▶ _Document segment_:
He assured diplomats that Congo would do its utmost to stop the perpetrators of sexual violence, both military and civilian ones.
Wednesday's meeting was held on the last day Washington presided over the 15-member Security Council, in which the chairmanship rotates monthly.
The representatives of Vietnam and Austria, who will preside over the council in October and November, respectively, announced that they, too, would hold open discussions on sexual violence and the protection of women in armed conflict.
Vietnamese Ambassador Le Luong Minh said he would chair a meeting on "responding to the needs of women and girls in post-conflict situations for sustainable peace and security."
Austrian Ambassador Thomas Mayr-Harting said it is "absolutely unforgivable" that civilians should live under threat of violence where there is a U.N. peacekeeping mission deployed.

▶ _Supplied data_:

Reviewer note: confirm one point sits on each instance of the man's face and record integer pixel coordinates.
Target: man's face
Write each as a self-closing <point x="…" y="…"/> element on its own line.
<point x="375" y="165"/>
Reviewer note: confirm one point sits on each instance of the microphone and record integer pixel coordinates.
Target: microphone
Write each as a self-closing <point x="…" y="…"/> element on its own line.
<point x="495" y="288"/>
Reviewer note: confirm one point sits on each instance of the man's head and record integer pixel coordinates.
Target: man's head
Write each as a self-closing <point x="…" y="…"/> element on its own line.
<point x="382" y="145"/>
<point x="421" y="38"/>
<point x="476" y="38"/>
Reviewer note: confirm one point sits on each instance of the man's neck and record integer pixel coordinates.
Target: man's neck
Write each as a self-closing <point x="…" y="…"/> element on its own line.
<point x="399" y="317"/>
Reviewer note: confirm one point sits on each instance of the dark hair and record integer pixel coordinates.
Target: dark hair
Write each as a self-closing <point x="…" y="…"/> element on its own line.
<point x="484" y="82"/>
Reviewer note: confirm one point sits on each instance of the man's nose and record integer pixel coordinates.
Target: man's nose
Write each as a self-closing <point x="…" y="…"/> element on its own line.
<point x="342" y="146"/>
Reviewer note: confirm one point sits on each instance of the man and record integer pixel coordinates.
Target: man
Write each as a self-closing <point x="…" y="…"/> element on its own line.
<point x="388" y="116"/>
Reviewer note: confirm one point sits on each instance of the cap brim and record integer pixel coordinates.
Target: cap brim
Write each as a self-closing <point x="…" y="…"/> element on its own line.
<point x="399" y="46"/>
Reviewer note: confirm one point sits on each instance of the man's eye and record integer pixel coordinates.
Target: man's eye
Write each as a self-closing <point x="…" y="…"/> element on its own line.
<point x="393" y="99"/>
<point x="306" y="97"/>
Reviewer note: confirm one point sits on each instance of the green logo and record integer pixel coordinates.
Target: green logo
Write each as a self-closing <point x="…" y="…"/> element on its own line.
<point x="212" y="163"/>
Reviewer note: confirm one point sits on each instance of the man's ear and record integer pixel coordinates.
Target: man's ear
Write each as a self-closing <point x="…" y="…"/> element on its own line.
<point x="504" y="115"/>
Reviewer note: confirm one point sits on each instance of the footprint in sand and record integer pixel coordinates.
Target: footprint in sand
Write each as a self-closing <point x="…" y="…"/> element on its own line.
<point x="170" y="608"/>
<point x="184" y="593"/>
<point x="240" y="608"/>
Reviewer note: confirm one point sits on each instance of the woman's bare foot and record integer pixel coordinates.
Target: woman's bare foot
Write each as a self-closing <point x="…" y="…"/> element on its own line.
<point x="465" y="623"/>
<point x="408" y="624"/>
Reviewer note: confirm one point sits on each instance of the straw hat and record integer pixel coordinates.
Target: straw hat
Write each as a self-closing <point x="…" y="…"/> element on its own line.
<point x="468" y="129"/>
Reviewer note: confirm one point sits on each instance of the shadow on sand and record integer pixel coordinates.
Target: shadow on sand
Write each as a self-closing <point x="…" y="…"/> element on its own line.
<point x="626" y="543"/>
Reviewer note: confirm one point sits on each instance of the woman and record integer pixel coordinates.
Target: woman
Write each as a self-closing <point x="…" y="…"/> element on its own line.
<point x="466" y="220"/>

▶ _Task objective_: In the report on the Security Council meeting, give the part that opens with the words containing "Wednesday's meeting was" and closes with "peacekeeping mission deployed." again, switching "open discussions" to "public debates".

▶ _Exercise result_:
Wednesday's meeting was held on the last day Washington presided over the 15-member Security Council, in which the chairmanship rotates monthly.
The representatives of Vietnam and Austria, who will preside over the council in October and November, respectively, announced that they, too, would hold public debates on sexual violence and the protection of women in armed conflict.
Vietnamese Ambassador Le Luong Minh said he would chair a meeting on "responding to the needs of women and girls in post-conflict situations for sustainable peace and security."
Austrian Ambassador Thomas Mayr-Harting said it is "absolutely unforgivable" that civilians should live under threat of violence where there is a U.N. peacekeeping mission deployed.